== Given request ==
Pull out each line of the data below that contains the string "blurred", and list those lines in their original order.
---------------
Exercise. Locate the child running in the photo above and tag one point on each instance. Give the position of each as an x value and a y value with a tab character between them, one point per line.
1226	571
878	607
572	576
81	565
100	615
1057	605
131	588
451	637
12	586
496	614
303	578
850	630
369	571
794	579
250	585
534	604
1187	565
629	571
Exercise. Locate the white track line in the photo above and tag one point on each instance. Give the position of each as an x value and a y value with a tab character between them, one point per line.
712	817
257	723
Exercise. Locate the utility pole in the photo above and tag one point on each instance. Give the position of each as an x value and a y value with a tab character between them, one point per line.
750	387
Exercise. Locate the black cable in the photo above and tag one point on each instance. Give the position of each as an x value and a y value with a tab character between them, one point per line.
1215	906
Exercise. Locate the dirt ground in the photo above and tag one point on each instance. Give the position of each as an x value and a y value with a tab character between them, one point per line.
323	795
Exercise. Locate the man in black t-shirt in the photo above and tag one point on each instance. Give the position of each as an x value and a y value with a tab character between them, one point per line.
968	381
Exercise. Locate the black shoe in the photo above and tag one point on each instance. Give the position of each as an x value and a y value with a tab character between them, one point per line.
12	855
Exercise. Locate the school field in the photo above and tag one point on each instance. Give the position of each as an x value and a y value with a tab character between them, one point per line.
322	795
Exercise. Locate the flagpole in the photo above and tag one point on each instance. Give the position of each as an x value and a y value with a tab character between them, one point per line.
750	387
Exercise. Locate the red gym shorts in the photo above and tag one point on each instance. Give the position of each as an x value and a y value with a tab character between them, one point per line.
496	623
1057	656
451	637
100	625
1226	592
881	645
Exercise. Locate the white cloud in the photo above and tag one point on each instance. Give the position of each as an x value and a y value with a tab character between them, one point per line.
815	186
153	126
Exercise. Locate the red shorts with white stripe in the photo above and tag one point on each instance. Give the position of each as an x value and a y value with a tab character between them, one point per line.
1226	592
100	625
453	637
---------------
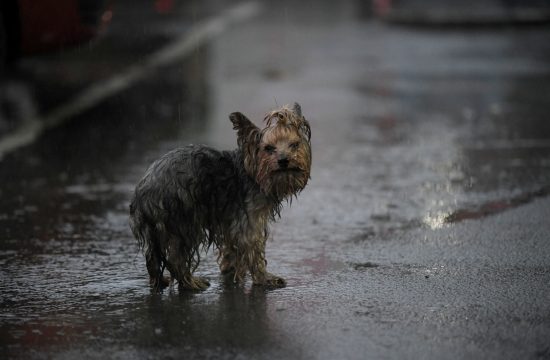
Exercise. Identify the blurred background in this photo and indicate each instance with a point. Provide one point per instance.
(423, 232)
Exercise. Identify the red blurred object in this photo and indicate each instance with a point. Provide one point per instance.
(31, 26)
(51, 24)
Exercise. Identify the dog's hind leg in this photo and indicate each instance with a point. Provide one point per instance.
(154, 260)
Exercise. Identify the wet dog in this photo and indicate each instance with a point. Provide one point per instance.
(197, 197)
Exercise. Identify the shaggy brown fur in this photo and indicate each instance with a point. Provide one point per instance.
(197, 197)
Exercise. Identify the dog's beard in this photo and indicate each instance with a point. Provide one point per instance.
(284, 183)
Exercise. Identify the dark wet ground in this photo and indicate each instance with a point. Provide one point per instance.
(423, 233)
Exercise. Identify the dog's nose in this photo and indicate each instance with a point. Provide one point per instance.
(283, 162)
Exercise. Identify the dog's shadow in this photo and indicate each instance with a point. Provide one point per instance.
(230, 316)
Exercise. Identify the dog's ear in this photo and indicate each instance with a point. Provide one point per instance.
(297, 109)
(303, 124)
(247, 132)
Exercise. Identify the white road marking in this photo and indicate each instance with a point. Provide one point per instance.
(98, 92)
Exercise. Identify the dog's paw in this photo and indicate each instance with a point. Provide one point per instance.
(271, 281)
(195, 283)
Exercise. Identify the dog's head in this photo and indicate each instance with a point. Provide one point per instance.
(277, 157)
---------------
== Solution to the exercise ==
Exercise. Identify the blurred background in this photo and indicate each instance with a point. Provide one point per instance.
Exercise. Identify the red blurred object in this photo and indicate each instance with a point. Provide one point per instance.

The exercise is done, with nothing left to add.